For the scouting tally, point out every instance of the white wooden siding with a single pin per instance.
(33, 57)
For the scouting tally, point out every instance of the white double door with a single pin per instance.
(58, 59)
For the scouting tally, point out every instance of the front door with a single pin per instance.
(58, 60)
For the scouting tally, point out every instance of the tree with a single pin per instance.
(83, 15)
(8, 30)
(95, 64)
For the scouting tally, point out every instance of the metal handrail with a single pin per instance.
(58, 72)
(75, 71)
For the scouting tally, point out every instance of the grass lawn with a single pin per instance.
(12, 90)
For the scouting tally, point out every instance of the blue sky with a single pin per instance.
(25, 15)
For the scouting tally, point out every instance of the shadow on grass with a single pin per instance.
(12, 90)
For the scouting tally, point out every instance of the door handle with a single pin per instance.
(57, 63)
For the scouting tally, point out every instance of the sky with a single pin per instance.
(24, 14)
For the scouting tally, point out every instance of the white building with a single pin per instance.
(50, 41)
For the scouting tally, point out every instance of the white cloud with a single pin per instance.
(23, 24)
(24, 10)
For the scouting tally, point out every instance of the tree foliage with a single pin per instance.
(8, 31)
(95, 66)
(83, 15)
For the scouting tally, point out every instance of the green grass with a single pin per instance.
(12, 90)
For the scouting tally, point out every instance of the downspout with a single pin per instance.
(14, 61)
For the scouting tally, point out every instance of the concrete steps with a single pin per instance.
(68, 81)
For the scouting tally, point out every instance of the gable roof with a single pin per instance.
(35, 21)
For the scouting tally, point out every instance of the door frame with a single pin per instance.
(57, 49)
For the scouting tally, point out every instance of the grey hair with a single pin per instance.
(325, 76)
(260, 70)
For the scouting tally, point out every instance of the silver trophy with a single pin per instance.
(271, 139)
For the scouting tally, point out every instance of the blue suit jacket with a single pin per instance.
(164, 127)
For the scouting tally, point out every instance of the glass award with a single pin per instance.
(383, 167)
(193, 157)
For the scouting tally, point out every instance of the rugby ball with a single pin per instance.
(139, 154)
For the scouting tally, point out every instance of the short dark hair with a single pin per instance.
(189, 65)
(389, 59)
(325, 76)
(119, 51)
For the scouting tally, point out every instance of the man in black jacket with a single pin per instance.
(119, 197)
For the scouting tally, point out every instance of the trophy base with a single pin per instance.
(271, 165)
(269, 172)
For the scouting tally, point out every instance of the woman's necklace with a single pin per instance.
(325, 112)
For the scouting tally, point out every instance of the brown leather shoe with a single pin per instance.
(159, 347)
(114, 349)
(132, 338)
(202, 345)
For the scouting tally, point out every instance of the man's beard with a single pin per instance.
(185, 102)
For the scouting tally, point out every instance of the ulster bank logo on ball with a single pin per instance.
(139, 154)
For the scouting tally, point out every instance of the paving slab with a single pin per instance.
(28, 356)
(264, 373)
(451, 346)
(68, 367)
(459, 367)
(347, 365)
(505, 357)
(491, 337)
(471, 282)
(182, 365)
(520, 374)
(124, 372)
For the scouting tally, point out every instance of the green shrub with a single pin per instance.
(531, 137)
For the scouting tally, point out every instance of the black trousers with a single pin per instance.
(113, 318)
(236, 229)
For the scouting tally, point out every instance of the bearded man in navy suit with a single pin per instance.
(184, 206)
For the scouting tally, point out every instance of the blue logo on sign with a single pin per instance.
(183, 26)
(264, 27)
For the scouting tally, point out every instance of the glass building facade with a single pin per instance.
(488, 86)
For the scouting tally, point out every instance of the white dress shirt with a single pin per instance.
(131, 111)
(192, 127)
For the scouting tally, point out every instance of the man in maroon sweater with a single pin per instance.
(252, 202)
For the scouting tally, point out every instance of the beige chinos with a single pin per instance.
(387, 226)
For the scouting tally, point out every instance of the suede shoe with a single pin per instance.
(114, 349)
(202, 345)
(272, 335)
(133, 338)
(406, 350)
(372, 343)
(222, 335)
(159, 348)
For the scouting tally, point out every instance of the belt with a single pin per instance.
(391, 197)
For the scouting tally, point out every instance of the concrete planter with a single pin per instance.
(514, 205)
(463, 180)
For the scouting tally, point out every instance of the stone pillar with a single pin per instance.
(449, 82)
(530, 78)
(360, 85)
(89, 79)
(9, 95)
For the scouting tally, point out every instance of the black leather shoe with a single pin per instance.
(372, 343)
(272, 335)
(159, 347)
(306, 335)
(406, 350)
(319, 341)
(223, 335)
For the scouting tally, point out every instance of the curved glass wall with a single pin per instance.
=======
What you will do: Quote the items verbatim, starting at the line that contains "the black leather" and ending at the last line of the items.

Response:
For the scouting tally, point out every instance of the black leather shoe with a single pin per instance.
(372, 343)
(272, 335)
(159, 347)
(306, 335)
(406, 350)
(319, 341)
(223, 335)
For the scouting tally, point out every instance of the curved glass wall with a single pin per instance.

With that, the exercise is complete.